# AIM OF THE EXERCISE:
Start at the line in the entries below that contains "Every instance of the volvo", stop at the line that contains "Every instance of the asphalt", and output exactly the lines in that span, both ends included.

>>>

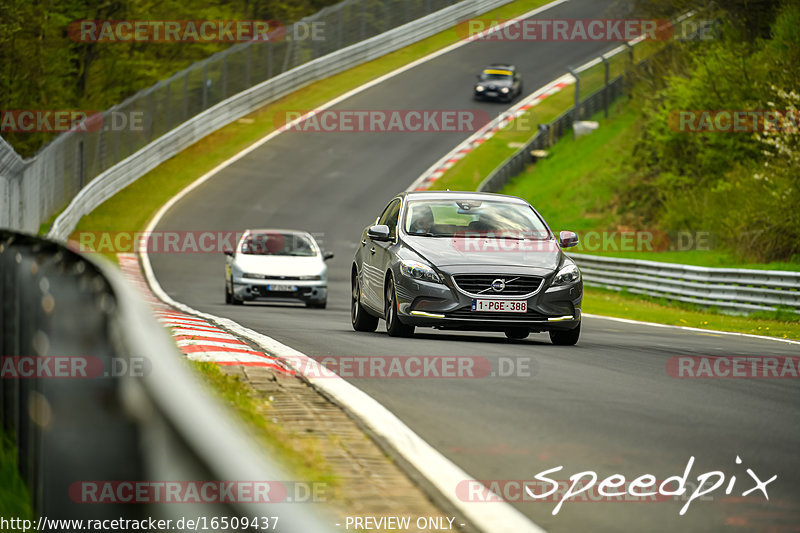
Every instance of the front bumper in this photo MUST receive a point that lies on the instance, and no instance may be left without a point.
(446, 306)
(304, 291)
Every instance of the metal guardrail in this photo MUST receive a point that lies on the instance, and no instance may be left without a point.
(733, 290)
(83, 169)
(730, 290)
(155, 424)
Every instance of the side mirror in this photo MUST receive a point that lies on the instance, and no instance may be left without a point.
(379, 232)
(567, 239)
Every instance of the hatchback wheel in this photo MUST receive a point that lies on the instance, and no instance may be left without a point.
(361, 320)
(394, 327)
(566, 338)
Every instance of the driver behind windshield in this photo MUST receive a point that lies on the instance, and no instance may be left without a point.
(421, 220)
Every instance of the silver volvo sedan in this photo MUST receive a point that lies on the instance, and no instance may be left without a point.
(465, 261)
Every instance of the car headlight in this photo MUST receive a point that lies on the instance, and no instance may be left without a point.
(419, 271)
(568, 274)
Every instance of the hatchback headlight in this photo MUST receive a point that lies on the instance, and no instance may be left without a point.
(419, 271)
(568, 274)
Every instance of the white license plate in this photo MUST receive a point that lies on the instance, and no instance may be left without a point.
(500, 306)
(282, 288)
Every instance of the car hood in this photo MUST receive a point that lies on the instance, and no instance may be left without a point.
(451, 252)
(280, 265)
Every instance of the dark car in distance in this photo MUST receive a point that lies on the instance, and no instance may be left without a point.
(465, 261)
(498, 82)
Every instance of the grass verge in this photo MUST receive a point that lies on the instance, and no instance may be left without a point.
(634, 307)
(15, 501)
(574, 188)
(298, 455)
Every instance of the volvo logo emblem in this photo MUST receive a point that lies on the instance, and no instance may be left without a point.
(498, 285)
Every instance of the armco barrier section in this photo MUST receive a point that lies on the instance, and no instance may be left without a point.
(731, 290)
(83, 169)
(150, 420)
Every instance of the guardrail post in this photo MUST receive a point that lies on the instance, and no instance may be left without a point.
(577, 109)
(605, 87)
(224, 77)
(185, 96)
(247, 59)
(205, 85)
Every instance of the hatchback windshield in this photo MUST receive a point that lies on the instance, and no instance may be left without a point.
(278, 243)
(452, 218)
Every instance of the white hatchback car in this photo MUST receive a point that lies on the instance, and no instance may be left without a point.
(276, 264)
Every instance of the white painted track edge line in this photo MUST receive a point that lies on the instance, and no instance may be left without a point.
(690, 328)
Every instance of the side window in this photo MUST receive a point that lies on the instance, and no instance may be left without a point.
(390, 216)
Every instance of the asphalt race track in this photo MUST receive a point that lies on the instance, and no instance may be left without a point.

<<<
>>>

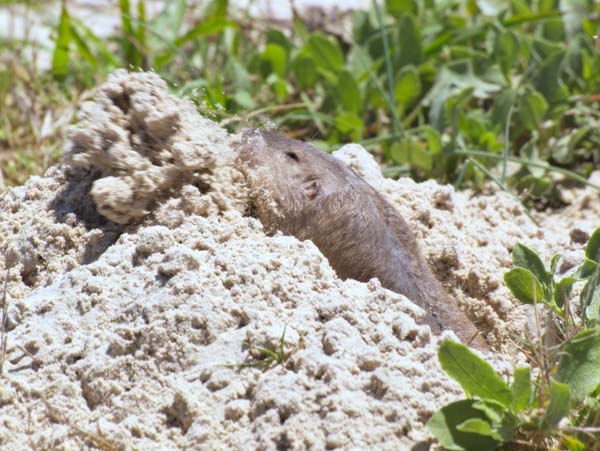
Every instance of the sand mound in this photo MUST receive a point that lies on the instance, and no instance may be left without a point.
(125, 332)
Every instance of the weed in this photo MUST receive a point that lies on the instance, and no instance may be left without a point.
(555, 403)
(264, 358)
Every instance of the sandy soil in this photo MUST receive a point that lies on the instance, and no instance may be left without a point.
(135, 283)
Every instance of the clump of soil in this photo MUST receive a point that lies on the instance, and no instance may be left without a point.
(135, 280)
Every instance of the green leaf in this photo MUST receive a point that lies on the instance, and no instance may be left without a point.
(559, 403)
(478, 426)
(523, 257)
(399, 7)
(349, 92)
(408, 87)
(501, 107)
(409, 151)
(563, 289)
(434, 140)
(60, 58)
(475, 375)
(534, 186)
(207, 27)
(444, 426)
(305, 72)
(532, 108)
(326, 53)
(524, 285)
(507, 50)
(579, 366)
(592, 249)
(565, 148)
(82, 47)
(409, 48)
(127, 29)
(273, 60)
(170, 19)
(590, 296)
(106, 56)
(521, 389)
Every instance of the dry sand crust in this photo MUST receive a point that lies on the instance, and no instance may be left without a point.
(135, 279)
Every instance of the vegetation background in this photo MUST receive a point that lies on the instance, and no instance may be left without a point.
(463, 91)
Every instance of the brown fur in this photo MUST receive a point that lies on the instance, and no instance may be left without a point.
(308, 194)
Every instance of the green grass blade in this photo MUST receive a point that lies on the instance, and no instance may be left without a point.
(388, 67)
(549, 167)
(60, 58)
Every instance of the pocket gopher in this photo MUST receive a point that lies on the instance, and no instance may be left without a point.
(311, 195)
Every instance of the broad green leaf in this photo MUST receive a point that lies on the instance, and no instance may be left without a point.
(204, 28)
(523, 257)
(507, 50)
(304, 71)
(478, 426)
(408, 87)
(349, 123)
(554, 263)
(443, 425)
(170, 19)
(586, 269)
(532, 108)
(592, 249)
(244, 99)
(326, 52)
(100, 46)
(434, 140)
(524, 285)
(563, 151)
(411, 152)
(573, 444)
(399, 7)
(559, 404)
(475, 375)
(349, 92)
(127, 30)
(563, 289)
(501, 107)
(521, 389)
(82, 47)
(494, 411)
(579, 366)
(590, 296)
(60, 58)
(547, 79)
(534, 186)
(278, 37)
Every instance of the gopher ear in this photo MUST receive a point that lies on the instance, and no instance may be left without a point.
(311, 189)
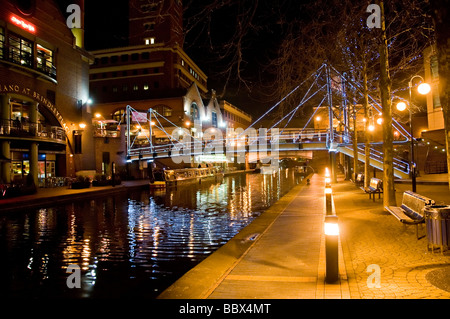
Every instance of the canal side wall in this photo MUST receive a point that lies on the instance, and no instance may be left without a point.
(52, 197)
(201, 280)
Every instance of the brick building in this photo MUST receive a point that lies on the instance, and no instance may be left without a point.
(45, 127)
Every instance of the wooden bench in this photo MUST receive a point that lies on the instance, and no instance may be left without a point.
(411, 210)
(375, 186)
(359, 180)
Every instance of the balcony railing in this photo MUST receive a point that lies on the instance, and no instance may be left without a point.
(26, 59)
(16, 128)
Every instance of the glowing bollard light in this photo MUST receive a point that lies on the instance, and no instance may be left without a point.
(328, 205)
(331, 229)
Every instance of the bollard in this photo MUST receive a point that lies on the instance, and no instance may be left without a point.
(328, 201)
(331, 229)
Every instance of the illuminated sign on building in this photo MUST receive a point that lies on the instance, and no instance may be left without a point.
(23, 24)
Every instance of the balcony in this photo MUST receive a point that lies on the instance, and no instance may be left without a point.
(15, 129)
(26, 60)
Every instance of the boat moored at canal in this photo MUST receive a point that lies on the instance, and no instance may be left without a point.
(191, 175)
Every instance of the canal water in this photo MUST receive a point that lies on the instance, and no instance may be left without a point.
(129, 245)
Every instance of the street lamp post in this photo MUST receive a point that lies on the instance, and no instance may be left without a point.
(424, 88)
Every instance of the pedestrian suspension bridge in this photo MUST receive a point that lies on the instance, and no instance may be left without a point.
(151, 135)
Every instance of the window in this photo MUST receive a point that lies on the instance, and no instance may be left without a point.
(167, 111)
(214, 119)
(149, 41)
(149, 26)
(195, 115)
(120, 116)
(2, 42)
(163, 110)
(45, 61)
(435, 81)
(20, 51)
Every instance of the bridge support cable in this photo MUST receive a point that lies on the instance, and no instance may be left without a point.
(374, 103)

<<<
>>>

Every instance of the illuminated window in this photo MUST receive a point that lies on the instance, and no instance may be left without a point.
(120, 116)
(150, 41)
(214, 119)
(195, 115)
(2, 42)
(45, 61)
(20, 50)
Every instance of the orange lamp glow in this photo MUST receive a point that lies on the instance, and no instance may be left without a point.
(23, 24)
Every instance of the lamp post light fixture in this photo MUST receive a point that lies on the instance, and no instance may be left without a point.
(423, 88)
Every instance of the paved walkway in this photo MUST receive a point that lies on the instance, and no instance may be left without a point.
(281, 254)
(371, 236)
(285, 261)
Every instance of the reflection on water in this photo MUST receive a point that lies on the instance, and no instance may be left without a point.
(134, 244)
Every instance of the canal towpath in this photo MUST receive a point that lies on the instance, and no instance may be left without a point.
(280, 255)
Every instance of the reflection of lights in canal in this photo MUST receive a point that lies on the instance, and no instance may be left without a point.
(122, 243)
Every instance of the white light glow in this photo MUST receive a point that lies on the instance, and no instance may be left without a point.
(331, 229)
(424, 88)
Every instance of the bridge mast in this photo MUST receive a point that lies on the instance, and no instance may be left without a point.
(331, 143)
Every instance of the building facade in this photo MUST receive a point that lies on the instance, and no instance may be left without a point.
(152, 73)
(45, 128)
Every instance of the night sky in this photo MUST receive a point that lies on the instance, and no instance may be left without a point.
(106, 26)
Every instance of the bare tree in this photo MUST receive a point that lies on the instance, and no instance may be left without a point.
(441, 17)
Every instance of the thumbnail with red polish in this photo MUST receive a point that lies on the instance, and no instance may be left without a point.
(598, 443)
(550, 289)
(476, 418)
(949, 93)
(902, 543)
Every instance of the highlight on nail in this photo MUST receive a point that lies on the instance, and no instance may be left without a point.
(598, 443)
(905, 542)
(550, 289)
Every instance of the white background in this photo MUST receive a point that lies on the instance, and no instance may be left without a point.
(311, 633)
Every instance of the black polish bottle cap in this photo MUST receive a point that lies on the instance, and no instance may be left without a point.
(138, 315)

<<<

# TASK OUTPUT:
Every instance of the volvo logo emblem in this photo MUST receive a point that lies on the instance, and no instance may be left without a point.
(498, 285)
Every instance of the armco barrier section in this photo MUST receive a point that lies on the instance, and no instance may be left without a point.
(731, 290)
(83, 169)
(150, 420)
Every instance of the guardrail post in this photo MUST receive a point that lies on the instance, and no instance may be left without a point.
(577, 109)
(605, 87)
(224, 77)
(185, 96)
(247, 59)
(205, 85)
Every instance of the hatchback windshield in this photo MUST receive a point that lies on the instance, and no instance may be left without a point.
(278, 243)
(452, 218)
Every instance of the white hatchback car in this photo MUST receive a point that lies on the instance, and no instance may be left without a point.
(276, 264)
Every instance of the white painted track edge line in this photo MUST receive a point that lies on the instance, and no instance may be left without a point.
(690, 328)
Every instance of the side window in this photo MUST receive a point that lies on the instance, and no instance may be left without a point.
(390, 216)
Every instance of the asphalt race track in this photo MUST receive a point that lies on the instance, and no instance may be left without a point.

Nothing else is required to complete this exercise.